# YOUR GOAL:
Write exactly, with no line omitted or added, the span beginning at the line that holds "if you could find the laptop palm" and ending at the last line of the records.

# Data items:
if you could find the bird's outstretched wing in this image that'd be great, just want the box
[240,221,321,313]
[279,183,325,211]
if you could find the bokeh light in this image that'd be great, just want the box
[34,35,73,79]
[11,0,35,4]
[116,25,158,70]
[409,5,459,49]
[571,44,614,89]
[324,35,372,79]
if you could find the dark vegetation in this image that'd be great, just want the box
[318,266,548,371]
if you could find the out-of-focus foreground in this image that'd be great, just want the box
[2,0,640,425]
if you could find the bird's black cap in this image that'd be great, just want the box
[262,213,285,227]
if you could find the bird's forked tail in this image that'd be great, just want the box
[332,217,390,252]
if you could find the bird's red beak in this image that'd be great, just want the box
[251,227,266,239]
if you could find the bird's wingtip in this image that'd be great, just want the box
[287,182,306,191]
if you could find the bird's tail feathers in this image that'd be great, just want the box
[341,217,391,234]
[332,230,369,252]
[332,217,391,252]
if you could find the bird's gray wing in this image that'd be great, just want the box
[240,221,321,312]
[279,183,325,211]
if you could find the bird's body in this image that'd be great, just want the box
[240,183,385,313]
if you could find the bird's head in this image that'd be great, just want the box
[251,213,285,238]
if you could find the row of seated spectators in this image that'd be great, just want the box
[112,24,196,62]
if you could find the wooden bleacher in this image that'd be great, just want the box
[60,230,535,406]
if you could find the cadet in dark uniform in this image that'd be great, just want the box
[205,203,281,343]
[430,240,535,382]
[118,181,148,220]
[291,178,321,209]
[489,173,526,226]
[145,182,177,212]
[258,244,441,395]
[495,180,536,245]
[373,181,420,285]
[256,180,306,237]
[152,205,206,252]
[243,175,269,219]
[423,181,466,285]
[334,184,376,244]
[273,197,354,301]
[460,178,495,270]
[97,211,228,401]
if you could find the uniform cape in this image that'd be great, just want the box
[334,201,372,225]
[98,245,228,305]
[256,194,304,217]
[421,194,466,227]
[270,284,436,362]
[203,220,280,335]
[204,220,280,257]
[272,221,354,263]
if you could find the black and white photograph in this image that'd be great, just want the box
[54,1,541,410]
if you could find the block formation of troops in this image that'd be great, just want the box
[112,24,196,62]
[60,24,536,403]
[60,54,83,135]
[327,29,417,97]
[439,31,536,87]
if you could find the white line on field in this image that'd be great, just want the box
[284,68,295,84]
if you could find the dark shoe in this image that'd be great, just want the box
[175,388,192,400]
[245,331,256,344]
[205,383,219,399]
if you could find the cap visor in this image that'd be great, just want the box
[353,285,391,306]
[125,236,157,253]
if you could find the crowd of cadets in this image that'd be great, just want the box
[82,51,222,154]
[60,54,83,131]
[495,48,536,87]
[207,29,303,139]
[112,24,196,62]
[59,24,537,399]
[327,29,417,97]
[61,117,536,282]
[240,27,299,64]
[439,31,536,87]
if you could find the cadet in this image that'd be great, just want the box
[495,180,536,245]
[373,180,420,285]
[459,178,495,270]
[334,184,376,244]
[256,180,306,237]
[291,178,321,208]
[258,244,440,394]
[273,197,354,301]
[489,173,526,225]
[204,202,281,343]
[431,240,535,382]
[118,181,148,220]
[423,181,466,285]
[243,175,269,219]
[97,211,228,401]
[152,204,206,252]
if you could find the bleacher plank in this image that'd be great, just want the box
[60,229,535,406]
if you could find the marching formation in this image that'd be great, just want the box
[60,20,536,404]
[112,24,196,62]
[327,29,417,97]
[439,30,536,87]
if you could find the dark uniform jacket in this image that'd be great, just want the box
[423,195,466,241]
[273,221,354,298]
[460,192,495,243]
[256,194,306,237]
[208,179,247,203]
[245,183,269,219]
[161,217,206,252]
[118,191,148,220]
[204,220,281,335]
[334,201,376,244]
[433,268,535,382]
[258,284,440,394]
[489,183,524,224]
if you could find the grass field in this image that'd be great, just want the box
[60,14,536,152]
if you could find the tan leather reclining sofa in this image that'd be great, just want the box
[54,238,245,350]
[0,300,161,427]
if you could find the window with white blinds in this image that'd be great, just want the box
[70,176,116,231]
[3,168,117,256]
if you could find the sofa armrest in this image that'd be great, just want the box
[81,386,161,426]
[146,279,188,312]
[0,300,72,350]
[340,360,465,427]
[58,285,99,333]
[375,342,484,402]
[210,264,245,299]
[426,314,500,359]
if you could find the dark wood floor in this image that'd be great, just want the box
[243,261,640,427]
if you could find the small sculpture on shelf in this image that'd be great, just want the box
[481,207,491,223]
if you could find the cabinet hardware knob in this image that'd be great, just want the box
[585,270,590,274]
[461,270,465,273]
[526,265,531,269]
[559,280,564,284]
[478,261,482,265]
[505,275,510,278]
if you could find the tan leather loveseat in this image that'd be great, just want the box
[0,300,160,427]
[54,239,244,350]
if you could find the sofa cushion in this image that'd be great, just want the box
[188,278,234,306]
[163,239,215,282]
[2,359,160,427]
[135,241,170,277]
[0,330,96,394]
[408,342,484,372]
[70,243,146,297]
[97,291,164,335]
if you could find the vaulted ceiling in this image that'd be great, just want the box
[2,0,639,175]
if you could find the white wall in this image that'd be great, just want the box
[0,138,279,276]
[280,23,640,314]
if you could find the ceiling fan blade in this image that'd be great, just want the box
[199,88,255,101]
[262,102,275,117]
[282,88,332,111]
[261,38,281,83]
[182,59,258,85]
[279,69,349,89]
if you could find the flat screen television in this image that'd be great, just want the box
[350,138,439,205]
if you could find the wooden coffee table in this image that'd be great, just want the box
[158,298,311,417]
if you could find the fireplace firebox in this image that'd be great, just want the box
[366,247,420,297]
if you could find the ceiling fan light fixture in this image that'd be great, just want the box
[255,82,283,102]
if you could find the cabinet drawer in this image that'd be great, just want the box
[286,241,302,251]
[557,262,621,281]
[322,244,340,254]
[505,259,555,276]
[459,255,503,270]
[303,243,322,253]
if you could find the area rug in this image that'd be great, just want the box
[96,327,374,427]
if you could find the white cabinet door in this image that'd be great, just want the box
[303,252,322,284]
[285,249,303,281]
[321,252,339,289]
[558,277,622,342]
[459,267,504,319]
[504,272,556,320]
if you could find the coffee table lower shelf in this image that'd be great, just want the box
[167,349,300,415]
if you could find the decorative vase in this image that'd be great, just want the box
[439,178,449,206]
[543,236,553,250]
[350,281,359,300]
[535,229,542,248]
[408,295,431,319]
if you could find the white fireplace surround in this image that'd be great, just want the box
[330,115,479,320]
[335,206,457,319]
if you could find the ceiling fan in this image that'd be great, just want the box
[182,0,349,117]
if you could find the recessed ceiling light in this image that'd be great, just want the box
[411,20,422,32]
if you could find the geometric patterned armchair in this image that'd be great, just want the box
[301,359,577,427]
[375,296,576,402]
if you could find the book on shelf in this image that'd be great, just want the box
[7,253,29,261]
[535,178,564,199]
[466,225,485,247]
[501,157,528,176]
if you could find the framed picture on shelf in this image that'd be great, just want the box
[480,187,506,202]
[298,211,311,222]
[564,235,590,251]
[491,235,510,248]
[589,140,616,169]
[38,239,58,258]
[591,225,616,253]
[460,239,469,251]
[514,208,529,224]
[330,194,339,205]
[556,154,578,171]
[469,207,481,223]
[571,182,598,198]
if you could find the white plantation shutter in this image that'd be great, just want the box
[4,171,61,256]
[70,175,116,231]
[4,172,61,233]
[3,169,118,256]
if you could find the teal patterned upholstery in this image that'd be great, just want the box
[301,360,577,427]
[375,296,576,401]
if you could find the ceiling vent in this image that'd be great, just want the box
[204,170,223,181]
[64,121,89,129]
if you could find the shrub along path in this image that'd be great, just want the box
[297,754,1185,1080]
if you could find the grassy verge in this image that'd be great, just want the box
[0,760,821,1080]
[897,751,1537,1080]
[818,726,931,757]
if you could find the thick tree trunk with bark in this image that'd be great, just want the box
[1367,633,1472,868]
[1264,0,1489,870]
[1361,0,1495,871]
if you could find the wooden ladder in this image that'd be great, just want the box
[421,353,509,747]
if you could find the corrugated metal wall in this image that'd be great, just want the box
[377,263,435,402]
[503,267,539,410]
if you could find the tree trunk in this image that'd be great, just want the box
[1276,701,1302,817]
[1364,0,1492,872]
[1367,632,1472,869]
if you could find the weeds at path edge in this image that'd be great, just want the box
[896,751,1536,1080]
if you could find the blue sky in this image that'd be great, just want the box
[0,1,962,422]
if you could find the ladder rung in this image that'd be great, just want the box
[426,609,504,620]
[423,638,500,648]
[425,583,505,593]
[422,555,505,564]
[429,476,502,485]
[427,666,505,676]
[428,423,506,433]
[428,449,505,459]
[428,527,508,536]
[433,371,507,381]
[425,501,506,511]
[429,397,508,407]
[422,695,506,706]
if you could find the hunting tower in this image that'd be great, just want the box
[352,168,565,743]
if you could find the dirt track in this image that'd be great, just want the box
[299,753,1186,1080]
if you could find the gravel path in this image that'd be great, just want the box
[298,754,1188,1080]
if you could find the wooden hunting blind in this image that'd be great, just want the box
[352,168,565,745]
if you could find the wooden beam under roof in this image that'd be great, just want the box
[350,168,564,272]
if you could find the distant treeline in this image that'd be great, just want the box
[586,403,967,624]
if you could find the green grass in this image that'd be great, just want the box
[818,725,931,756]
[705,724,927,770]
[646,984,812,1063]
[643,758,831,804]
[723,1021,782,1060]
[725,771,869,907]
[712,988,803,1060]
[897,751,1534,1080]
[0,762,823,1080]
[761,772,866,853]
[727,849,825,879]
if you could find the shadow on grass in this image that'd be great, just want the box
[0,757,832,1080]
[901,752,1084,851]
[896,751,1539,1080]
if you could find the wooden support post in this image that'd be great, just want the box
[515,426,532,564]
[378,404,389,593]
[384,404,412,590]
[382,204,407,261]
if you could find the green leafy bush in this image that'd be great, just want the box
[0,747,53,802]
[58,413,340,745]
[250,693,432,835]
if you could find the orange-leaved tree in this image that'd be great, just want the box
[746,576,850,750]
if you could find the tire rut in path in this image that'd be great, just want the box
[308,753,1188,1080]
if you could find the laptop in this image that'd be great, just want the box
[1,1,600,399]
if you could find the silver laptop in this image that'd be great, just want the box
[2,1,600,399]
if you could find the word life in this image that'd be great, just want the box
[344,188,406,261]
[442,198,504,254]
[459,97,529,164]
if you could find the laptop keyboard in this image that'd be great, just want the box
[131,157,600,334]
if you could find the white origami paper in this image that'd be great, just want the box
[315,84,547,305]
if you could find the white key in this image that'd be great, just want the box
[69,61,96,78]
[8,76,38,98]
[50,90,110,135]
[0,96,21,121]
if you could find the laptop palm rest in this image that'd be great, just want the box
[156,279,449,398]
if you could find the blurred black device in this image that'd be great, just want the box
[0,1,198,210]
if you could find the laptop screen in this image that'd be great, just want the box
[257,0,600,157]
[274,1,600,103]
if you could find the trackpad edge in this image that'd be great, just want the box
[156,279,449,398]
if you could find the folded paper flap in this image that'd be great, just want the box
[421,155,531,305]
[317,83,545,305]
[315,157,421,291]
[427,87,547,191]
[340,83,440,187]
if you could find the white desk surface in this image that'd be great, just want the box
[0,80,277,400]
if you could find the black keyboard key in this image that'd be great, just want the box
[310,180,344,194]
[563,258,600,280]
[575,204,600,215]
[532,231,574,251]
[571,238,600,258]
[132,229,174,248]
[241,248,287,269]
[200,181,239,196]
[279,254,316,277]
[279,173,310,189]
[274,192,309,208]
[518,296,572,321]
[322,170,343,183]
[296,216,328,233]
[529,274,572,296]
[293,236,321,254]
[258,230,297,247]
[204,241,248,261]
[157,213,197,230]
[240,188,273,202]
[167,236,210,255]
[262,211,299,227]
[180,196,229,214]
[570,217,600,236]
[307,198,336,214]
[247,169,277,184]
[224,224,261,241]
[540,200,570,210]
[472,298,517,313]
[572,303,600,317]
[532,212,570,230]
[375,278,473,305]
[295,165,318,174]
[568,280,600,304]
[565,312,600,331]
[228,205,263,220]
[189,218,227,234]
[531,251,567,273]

# ANSWER TO THIS EXERCISE:
if you could find the laptop palm rest in this image that'd be great, just want the box
[156,279,449,398]
if you could find the blurred black device in this image that'd be great, just want the box
[0,1,198,210]
if you could find the laptop screen in this image that'd be great, just want the box
[257,0,600,157]
[274,1,600,103]
if you could find the trackpad edge in this image that'd be great, just want the box
[156,279,449,398]
if you could find the folded paper flap in this image that'd be great, just want the box
[421,155,531,305]
[317,83,545,305]
[315,157,421,291]
[427,87,547,191]
[340,83,440,187]
if you could find the white desk surface in this image that'd be great, just want the box
[0,80,277,400]
if you could find the black keyboard key in this image that'd be great, just want the box
[310,180,344,194]
[563,258,600,280]
[575,204,600,215]
[532,231,574,251]
[571,238,600,258]
[132,229,174,248]
[241,248,287,269]
[200,181,239,196]
[279,254,316,277]
[279,173,310,189]
[274,192,309,208]
[518,296,572,321]
[322,170,343,183]
[296,216,328,233]
[529,274,572,296]
[293,236,321,254]
[258,230,297,247]
[204,241,248,261]
[157,213,197,230]
[240,188,273,202]
[167,236,210,255]
[262,211,299,227]
[180,196,229,214]
[570,217,600,236]
[307,198,336,214]
[247,169,277,184]
[224,224,261,241]
[540,200,570,210]
[472,298,517,313]
[572,303,600,317]
[532,212,570,230]
[375,278,473,305]
[295,165,318,174]
[568,280,600,304]
[565,312,600,331]
[228,205,263,220]
[189,218,227,234]
[531,251,567,273]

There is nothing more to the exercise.